*** DATA PROVIDED ***
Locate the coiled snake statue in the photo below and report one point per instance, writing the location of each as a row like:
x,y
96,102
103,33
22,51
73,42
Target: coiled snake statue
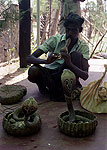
x,y
24,120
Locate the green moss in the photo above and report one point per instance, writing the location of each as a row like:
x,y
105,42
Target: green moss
x,y
11,94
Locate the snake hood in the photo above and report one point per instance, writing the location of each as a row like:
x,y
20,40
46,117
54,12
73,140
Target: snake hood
x,y
29,106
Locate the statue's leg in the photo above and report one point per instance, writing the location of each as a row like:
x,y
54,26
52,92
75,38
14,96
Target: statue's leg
x,y
68,82
36,75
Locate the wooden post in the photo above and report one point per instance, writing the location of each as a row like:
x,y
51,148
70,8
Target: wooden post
x,y
38,23
24,32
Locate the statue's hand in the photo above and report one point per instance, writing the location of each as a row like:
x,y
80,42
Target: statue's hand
x,y
52,57
67,58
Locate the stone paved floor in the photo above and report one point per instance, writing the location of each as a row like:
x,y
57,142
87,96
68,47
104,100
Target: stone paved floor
x,y
49,137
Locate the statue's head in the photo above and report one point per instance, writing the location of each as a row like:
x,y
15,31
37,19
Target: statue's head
x,y
73,25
*** End of DATA PROVIDED ***
▶ _YOUR TASK_
Please say how many lines of the listing hold the string "writing", answering with the number alone.

▶ _RESULT OF THIS TASK_
8